* _Goal of the exercise_:
Turn the rows below into a numbered list, starting at the beginning of the rows and ending at the line that contains "144 44 L 141", with blank lines dropped. Leave the pictures out of your answer.

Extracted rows

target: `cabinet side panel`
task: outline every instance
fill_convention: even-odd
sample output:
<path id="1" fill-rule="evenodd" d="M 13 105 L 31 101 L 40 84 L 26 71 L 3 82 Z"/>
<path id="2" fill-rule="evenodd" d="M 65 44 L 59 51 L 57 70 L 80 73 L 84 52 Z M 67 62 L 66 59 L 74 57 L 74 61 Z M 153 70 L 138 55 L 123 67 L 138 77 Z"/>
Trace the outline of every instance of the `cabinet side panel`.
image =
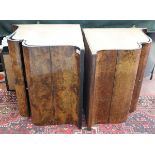
<path id="1" fill-rule="evenodd" d="M 144 44 L 141 51 L 139 66 L 138 66 L 138 71 L 137 71 L 137 76 L 136 76 L 136 81 L 135 81 L 135 86 L 134 86 L 134 91 L 133 91 L 132 101 L 130 106 L 130 112 L 133 112 L 136 110 L 136 106 L 137 106 L 137 102 L 138 102 L 138 98 L 140 95 L 140 90 L 143 82 L 144 71 L 145 71 L 147 59 L 149 56 L 150 47 L 151 47 L 151 44 Z"/>
<path id="2" fill-rule="evenodd" d="M 23 47 L 32 122 L 54 123 L 49 47 Z"/>
<path id="3" fill-rule="evenodd" d="M 100 51 L 96 57 L 94 85 L 95 123 L 108 123 L 117 51 Z"/>
<path id="4" fill-rule="evenodd" d="M 7 74 L 7 84 L 9 90 L 15 90 L 15 76 L 12 69 L 12 60 L 10 54 L 3 54 L 5 72 Z"/>
<path id="5" fill-rule="evenodd" d="M 120 123 L 127 119 L 140 52 L 140 50 L 118 51 L 113 97 L 110 109 L 110 123 Z"/>
<path id="6" fill-rule="evenodd" d="M 8 47 L 10 57 L 12 58 L 12 68 L 15 75 L 15 90 L 18 100 L 19 113 L 21 116 L 26 117 L 30 115 L 30 111 L 26 96 L 20 42 L 8 40 Z"/>
<path id="7" fill-rule="evenodd" d="M 79 124 L 80 55 L 75 47 L 51 47 L 55 123 Z"/>

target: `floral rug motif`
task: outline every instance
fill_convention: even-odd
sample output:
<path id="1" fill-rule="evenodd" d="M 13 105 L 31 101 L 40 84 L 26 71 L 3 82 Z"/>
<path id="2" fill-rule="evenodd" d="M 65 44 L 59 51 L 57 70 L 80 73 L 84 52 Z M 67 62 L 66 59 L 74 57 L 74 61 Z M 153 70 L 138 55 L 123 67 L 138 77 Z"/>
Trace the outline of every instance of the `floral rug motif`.
<path id="1" fill-rule="evenodd" d="M 97 124 L 91 131 L 74 125 L 35 126 L 31 118 L 18 113 L 15 92 L 0 89 L 0 133 L 3 134 L 155 134 L 155 96 L 140 96 L 136 112 L 129 114 L 128 120 L 120 124 Z"/>

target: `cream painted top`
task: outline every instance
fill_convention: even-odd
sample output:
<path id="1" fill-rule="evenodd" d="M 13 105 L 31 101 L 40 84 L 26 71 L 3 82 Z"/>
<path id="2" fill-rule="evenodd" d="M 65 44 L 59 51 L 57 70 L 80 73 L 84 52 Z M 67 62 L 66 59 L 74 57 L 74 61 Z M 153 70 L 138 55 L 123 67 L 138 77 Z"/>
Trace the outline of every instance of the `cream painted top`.
<path id="1" fill-rule="evenodd" d="M 84 49 L 79 24 L 17 25 L 12 39 L 23 40 L 25 46 L 77 46 Z"/>
<path id="2" fill-rule="evenodd" d="M 85 28 L 83 29 L 92 53 L 101 50 L 140 49 L 142 43 L 150 43 L 141 28 Z"/>

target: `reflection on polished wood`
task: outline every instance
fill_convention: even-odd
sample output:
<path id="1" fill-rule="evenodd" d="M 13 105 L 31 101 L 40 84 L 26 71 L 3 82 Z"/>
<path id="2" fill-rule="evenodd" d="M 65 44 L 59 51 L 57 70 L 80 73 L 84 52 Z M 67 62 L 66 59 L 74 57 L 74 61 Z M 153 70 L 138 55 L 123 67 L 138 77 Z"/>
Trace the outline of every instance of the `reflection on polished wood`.
<path id="1" fill-rule="evenodd" d="M 21 116 L 26 117 L 30 115 L 30 111 L 26 96 L 20 42 L 8 40 L 8 47 L 10 57 L 12 58 L 12 68 L 15 74 L 15 90 L 18 99 L 19 113 Z"/>

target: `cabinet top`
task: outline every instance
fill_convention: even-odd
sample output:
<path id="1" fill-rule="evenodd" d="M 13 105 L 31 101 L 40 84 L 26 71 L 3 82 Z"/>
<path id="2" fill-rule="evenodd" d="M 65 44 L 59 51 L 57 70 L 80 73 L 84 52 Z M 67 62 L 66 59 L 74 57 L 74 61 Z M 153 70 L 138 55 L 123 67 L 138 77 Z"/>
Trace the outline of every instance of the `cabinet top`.
<path id="1" fill-rule="evenodd" d="M 85 38 L 92 53 L 101 50 L 135 50 L 150 43 L 142 28 L 85 28 Z"/>
<path id="2" fill-rule="evenodd" d="M 24 46 L 77 46 L 84 49 L 79 24 L 23 24 L 11 35 Z"/>

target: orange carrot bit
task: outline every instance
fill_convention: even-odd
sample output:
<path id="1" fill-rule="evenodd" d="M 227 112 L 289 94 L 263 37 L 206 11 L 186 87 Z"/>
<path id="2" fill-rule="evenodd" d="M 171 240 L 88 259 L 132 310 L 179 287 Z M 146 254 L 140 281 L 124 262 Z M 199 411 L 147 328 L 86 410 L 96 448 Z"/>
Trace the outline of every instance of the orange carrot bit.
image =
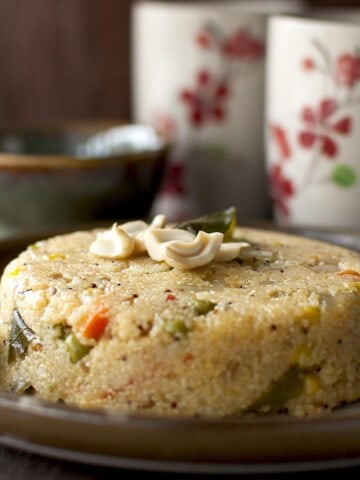
<path id="1" fill-rule="evenodd" d="M 338 275 L 356 275 L 357 277 L 360 277 L 360 272 L 357 272 L 356 270 L 343 270 L 342 272 L 339 272 Z"/>
<path id="2" fill-rule="evenodd" d="M 84 321 L 81 322 L 81 334 L 85 338 L 99 340 L 104 333 L 106 325 L 109 323 L 108 312 L 109 307 L 105 305 L 99 305 L 95 311 L 89 312 L 89 314 L 85 316 Z"/>

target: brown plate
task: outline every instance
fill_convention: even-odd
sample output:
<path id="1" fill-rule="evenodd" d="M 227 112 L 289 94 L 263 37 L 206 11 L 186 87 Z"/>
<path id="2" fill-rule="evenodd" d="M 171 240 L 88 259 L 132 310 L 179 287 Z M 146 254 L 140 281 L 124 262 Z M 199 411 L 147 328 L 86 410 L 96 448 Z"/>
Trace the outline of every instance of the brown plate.
<path id="1" fill-rule="evenodd" d="M 360 250 L 359 236 L 300 233 Z M 48 236 L 0 241 L 0 267 Z M 360 403 L 327 416 L 227 420 L 81 411 L 0 393 L 0 443 L 101 466 L 192 473 L 261 473 L 360 465 Z"/>

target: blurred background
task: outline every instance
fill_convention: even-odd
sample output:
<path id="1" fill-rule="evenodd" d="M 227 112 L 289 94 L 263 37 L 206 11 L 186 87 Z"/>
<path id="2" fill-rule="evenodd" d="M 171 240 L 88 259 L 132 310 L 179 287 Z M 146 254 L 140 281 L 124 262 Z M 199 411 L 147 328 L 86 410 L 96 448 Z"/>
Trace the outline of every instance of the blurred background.
<path id="1" fill-rule="evenodd" d="M 1 0 L 0 126 L 131 118 L 133 3 Z M 360 0 L 309 3 L 360 6 Z"/>

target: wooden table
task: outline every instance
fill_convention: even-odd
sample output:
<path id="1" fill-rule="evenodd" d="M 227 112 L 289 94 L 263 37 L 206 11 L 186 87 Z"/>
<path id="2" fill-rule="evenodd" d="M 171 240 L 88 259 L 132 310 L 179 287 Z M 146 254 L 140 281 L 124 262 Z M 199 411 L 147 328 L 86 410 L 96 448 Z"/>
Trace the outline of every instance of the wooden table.
<path id="1" fill-rule="evenodd" d="M 0 479 L 1 480 L 95 480 L 95 479 L 123 479 L 137 478 L 149 479 L 156 477 L 157 480 L 173 478 L 183 478 L 183 474 L 172 474 L 165 472 L 149 472 L 141 470 L 124 470 L 113 468 L 102 468 L 93 465 L 82 465 L 67 461 L 54 460 L 50 458 L 33 455 L 12 448 L 0 447 Z M 335 473 L 338 478 L 359 478 L 360 466 L 351 468 L 341 468 L 336 470 L 320 470 L 314 472 L 298 473 L 272 473 L 263 475 L 241 475 L 243 480 L 275 480 L 289 479 L 300 480 L 304 478 L 314 478 L 320 475 L 320 478 L 326 478 L 325 475 Z M 311 475 L 313 474 L 313 475 Z M 187 474 L 187 479 L 224 479 L 220 475 L 195 475 Z M 234 478 L 229 476 L 229 478 Z M 239 478 L 239 477 L 236 477 Z M 333 478 L 333 477 L 330 477 Z"/>

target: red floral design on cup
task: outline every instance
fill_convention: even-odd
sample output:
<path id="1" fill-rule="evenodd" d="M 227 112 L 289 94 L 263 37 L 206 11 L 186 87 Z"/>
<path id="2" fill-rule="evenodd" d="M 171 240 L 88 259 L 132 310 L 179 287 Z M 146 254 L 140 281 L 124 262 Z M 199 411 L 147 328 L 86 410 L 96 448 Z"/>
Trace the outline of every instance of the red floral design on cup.
<path id="1" fill-rule="evenodd" d="M 189 121 L 203 125 L 207 121 L 220 122 L 226 116 L 225 101 L 230 93 L 229 86 L 207 70 L 201 70 L 193 89 L 184 89 L 180 96 L 189 110 Z"/>
<path id="2" fill-rule="evenodd" d="M 328 159 L 338 154 L 338 145 L 334 134 L 348 135 L 351 130 L 351 118 L 335 118 L 338 104 L 332 98 L 323 99 L 315 108 L 302 109 L 301 119 L 304 129 L 299 132 L 298 140 L 302 147 L 310 149 L 319 146 L 321 153 Z"/>
<path id="3" fill-rule="evenodd" d="M 264 55 L 264 44 L 247 29 L 237 29 L 227 36 L 215 23 L 197 32 L 195 41 L 201 49 L 217 53 L 221 61 L 220 72 L 200 69 L 195 85 L 180 92 L 180 99 L 188 109 L 189 123 L 202 127 L 226 119 L 233 83 L 241 75 L 237 68 L 256 64 Z"/>
<path id="4" fill-rule="evenodd" d="M 264 54 L 264 44 L 248 30 L 237 30 L 222 45 L 224 54 L 233 59 L 258 59 Z"/>
<path id="5" fill-rule="evenodd" d="M 360 83 L 360 54 L 343 52 L 333 58 L 330 52 L 319 41 L 312 42 L 320 60 L 305 56 L 301 68 L 307 74 L 320 73 L 335 86 L 332 97 L 321 99 L 317 105 L 305 105 L 299 112 L 299 130 L 295 139 L 289 138 L 284 126 L 270 125 L 270 140 L 277 146 L 278 157 L 271 159 L 269 167 L 270 192 L 275 210 L 279 216 L 287 217 L 291 214 L 289 202 L 299 196 L 309 186 L 315 184 L 332 183 L 338 188 L 350 188 L 357 183 L 354 169 L 346 162 L 340 163 L 340 139 L 349 137 L 353 130 L 353 119 L 348 113 L 349 107 L 360 101 L 357 86 Z M 356 48 L 354 49 L 356 52 Z M 344 96 L 343 88 L 348 89 Z M 308 167 L 303 181 L 297 182 L 287 177 L 284 172 L 284 161 L 299 161 L 301 150 L 310 153 L 306 158 Z M 333 163 L 327 169 L 327 174 L 318 175 L 318 167 L 323 160 Z M 305 158 L 304 158 L 305 161 Z"/>
<path id="6" fill-rule="evenodd" d="M 360 57 L 349 52 L 336 59 L 335 79 L 339 85 L 353 87 L 360 80 Z"/>

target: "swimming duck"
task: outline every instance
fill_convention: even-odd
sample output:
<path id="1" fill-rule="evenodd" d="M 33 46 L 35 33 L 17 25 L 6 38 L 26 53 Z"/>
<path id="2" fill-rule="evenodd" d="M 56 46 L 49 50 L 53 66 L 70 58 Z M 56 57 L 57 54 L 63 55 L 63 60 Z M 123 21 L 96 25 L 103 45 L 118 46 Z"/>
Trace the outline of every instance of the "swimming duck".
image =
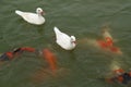
<path id="1" fill-rule="evenodd" d="M 45 23 L 45 17 L 43 17 L 44 11 L 40 8 L 36 9 L 36 13 L 22 12 L 20 10 L 15 10 L 15 13 L 31 24 L 41 25 Z"/>

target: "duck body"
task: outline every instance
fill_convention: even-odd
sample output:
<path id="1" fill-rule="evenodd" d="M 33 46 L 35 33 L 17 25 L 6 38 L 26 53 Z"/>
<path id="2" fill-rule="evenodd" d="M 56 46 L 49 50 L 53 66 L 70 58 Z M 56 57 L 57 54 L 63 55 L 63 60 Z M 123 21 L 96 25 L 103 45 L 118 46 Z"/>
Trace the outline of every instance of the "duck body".
<path id="1" fill-rule="evenodd" d="M 21 17 L 23 17 L 23 20 L 26 21 L 27 23 L 35 24 L 35 25 L 41 25 L 45 23 L 45 17 L 43 17 L 41 15 L 43 10 L 41 11 L 40 10 L 39 12 L 36 10 L 37 13 L 22 12 L 20 10 L 15 10 L 15 13 L 20 15 Z"/>

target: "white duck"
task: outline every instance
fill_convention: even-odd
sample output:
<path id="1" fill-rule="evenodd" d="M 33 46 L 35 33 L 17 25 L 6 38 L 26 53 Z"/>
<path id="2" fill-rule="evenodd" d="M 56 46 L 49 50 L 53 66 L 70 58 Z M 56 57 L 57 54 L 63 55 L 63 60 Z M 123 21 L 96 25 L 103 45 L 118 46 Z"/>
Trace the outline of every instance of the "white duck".
<path id="1" fill-rule="evenodd" d="M 75 48 L 75 37 L 74 36 L 68 36 L 67 34 L 59 30 L 59 28 L 53 28 L 56 34 L 56 42 L 66 50 L 72 50 Z"/>
<path id="2" fill-rule="evenodd" d="M 36 13 L 22 12 L 20 10 L 15 10 L 15 13 L 31 24 L 41 25 L 45 23 L 45 18 L 43 17 L 44 11 L 40 8 L 36 9 Z"/>

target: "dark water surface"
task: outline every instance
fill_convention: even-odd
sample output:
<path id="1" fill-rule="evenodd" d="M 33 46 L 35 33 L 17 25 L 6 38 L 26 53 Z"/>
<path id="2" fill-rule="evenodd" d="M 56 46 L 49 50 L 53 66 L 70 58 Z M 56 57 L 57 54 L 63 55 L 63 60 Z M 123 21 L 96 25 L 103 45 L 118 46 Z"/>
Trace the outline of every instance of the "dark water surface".
<path id="1" fill-rule="evenodd" d="M 46 23 L 31 25 L 14 11 L 35 12 L 43 8 Z M 103 25 L 109 25 L 123 55 L 116 55 L 78 44 L 64 51 L 55 42 L 53 26 L 74 35 L 78 41 L 99 38 Z M 131 66 L 131 0 L 1 0 L 0 52 L 17 47 L 49 48 L 57 55 L 59 69 L 53 75 L 40 57 L 24 53 L 0 66 L 0 87 L 124 87 L 108 84 L 105 77 L 114 67 Z M 129 86 L 130 87 L 130 86 Z"/>

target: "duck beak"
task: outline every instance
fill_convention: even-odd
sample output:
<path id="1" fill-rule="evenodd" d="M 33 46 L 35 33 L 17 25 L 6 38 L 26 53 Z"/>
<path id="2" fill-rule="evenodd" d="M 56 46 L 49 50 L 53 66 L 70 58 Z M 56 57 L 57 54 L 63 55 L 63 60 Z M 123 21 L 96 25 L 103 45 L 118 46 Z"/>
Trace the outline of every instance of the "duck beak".
<path id="1" fill-rule="evenodd" d="M 76 41 L 73 41 L 73 44 L 76 44 Z"/>

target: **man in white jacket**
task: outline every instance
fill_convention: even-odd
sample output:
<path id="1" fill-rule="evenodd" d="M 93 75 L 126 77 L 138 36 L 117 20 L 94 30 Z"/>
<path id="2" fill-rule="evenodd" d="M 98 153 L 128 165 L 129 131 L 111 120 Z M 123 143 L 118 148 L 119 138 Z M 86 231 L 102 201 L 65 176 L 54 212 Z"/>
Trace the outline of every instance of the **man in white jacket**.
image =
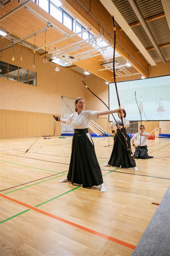
<path id="1" fill-rule="evenodd" d="M 132 138 L 133 146 L 135 149 L 134 158 L 141 159 L 153 158 L 154 156 L 149 156 L 147 154 L 147 144 L 150 135 L 148 132 L 145 132 L 145 126 L 143 125 L 141 125 L 139 128 L 141 132 L 135 134 Z M 137 146 L 134 144 L 134 141 L 136 139 L 137 140 Z"/>

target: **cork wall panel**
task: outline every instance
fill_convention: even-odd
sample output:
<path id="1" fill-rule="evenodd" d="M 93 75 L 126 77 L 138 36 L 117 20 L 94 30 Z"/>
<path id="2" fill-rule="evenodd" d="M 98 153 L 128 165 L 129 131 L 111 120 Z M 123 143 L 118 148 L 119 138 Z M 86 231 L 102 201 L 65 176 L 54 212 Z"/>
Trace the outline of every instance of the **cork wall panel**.
<path id="1" fill-rule="evenodd" d="M 142 122 L 142 124 L 144 125 L 145 128 L 145 131 L 146 132 L 148 132 L 150 133 L 150 132 L 152 131 L 151 133 L 152 134 L 155 134 L 155 131 L 153 131 L 153 130 L 155 128 L 157 128 L 159 127 L 159 121 L 146 121 L 145 122 Z M 140 131 L 139 126 L 141 125 L 141 122 L 138 122 L 138 132 Z"/>
<path id="2" fill-rule="evenodd" d="M 170 121 L 160 121 L 159 127 L 161 128 L 161 133 L 170 133 Z"/>
<path id="3" fill-rule="evenodd" d="M 11 43 L 1 40 L 3 47 Z M 1 44 L 0 43 L 0 47 Z M 37 72 L 37 86 L 0 78 L 1 102 L 3 109 L 40 113 L 61 113 L 61 96 L 76 98 L 85 97 L 85 88 L 79 75 L 60 67 L 55 71 L 56 65 L 43 62 L 43 58 L 36 55 L 36 69 L 32 67 L 33 54 L 23 49 L 23 61 L 20 60 L 21 48 L 14 47 L 15 61 L 13 61 L 13 48 L 3 52 L 5 62 Z"/>
<path id="4" fill-rule="evenodd" d="M 0 138 L 39 137 L 54 120 L 42 136 L 61 135 L 61 123 L 52 114 L 1 109 Z"/>

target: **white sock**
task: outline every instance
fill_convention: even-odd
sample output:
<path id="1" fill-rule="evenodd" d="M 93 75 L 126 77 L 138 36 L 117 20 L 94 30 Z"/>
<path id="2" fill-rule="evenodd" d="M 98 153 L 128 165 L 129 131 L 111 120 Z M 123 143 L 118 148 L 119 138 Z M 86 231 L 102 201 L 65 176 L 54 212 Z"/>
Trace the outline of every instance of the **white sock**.
<path id="1" fill-rule="evenodd" d="M 62 183 L 62 182 L 70 182 L 69 180 L 68 180 L 67 177 L 65 178 L 63 180 L 59 180 L 59 182 L 60 183 Z"/>
<path id="2" fill-rule="evenodd" d="M 103 167 L 105 167 L 105 166 L 111 166 L 111 165 L 110 165 L 110 164 L 109 164 L 108 163 L 107 163 L 107 164 L 104 164 L 104 165 L 103 165 Z"/>
<path id="3" fill-rule="evenodd" d="M 106 189 L 104 186 L 104 184 L 102 183 L 100 185 L 100 192 L 106 192 Z"/>

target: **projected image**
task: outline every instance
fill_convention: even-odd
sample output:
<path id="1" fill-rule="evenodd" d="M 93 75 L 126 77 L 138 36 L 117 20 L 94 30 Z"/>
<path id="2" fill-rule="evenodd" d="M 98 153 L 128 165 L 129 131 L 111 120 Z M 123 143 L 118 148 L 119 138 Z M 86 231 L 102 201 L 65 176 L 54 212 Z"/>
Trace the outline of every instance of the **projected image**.
<path id="1" fill-rule="evenodd" d="M 170 76 L 117 83 L 122 108 L 125 109 L 131 121 L 140 120 L 136 97 L 144 120 L 169 120 Z M 118 101 L 114 83 L 109 85 L 109 108 L 117 108 Z M 109 121 L 113 121 L 111 115 Z"/>

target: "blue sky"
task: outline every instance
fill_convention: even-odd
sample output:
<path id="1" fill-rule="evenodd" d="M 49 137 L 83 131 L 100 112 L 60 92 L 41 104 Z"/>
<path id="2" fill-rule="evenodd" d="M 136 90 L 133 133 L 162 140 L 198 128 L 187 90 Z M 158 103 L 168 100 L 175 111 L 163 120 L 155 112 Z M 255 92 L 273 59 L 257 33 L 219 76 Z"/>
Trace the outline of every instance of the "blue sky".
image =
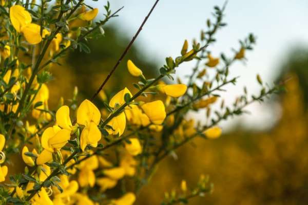
<path id="1" fill-rule="evenodd" d="M 106 1 L 100 0 L 92 4 L 102 8 Z M 144 18 L 154 0 L 111 1 L 111 8 L 124 8 L 120 16 L 112 20 L 119 32 L 132 36 Z M 222 6 L 220 0 L 160 0 L 157 7 L 144 27 L 136 44 L 142 50 L 144 58 L 152 59 L 163 65 L 166 57 L 179 54 L 184 40 L 198 38 L 201 28 L 205 28 L 206 19 L 215 5 Z M 227 26 L 217 35 L 217 43 L 209 47 L 214 55 L 221 52 L 232 54 L 230 48 L 238 48 L 238 40 L 249 32 L 257 36 L 257 44 L 247 53 L 248 60 L 244 64 L 234 64 L 230 72 L 234 76 L 241 76 L 237 87 L 227 87 L 229 91 L 223 97 L 231 102 L 235 96 L 241 94 L 246 85 L 251 93 L 259 90 L 256 74 L 259 73 L 264 82 L 271 84 L 279 69 L 288 49 L 296 45 L 308 47 L 306 0 L 230 0 L 225 11 Z M 100 9 L 100 14 L 103 9 Z M 187 63 L 177 72 L 180 77 L 188 74 L 192 64 Z M 258 103 L 248 107 L 253 114 L 239 119 L 251 127 L 266 127 L 264 121 L 274 121 L 279 108 L 270 108 Z M 202 118 L 203 113 L 198 115 Z M 223 123 L 222 126 L 227 126 Z"/>

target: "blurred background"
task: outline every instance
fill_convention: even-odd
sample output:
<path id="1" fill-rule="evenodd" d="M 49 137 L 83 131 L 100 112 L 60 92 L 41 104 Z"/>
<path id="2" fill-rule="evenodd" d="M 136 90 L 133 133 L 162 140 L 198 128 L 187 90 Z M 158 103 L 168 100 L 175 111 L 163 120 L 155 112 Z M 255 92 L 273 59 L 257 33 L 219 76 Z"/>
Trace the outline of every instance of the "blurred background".
<path id="1" fill-rule="evenodd" d="M 92 2 L 102 17 L 106 2 Z M 68 69 L 52 68 L 55 80 L 48 84 L 51 108 L 56 106 L 60 97 L 71 98 L 75 85 L 81 97 L 92 95 L 153 2 L 110 2 L 113 11 L 123 6 L 124 8 L 104 27 L 104 38 L 90 42 L 91 53 L 71 52 L 62 62 Z M 107 96 L 134 80 L 127 71 L 128 59 L 133 60 L 147 77 L 155 76 L 166 57 L 180 54 L 185 39 L 190 42 L 199 39 L 213 7 L 221 6 L 224 2 L 161 0 L 108 83 Z M 221 52 L 232 55 L 232 48 L 238 49 L 239 39 L 249 32 L 257 36 L 257 44 L 247 52 L 246 63 L 237 62 L 232 66 L 232 76 L 241 77 L 236 86 L 226 87 L 227 94 L 222 96 L 226 104 L 241 94 L 244 85 L 251 94 L 258 92 L 257 73 L 270 85 L 291 77 L 286 85 L 287 92 L 265 103 L 250 105 L 247 110 L 251 115 L 224 122 L 220 125 L 223 135 L 218 140 L 197 139 L 178 150 L 178 160 L 167 158 L 141 192 L 137 204 L 160 204 L 164 192 L 178 189 L 182 179 L 187 180 L 188 187 L 193 187 L 202 174 L 209 176 L 214 192 L 190 204 L 308 204 L 307 11 L 308 2 L 304 0 L 228 2 L 224 18 L 227 26 L 218 31 L 217 43 L 208 49 L 215 56 Z M 185 64 L 177 70 L 177 76 L 183 81 L 192 63 Z M 59 84 L 62 89 L 55 91 Z M 132 86 L 129 88 L 135 91 Z M 97 100 L 97 104 L 102 103 Z M 189 117 L 202 120 L 204 116 L 204 113 L 195 113 Z"/>

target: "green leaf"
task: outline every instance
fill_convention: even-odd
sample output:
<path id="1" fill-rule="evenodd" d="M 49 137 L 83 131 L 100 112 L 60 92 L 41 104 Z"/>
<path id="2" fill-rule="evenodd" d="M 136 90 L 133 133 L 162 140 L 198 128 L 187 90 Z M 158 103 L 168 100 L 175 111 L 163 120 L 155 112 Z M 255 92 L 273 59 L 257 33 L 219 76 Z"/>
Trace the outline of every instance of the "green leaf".
<path id="1" fill-rule="evenodd" d="M 127 93 L 124 95 L 124 101 L 127 104 L 129 103 L 130 102 L 130 95 L 129 94 Z"/>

* _Solution to this problem_:
1. target: `cabinet side panel`
2. task: outline every instance
3. fill_convention: even-odd
4. sample output:
5. <path id="1" fill-rule="evenodd" d="M 13 105 L 31 101 L 40 84 L 26 71 L 3 82 Z"/>
6. <path id="2" fill-rule="evenodd" d="M 65 44 L 59 51 L 57 70 L 80 73 L 84 52 Z M 67 62 L 66 59 L 74 57 L 74 61 Z M 153 70 L 138 55 L 123 67 L 138 77 Z"/>
7. Trace the outline of every instance of the `cabinet side panel`.
8. image =
9. <path id="1" fill-rule="evenodd" d="M 144 44 L 141 51 L 139 66 L 138 66 L 138 71 L 137 71 L 137 76 L 136 76 L 136 81 L 135 81 L 135 86 L 134 86 L 134 91 L 133 91 L 132 101 L 130 106 L 130 112 L 133 112 L 136 110 L 136 106 L 137 106 L 137 102 L 138 102 L 138 98 L 140 95 L 140 90 L 143 82 L 144 71 L 145 71 L 147 59 L 149 56 L 150 47 L 151 47 L 151 44 Z"/>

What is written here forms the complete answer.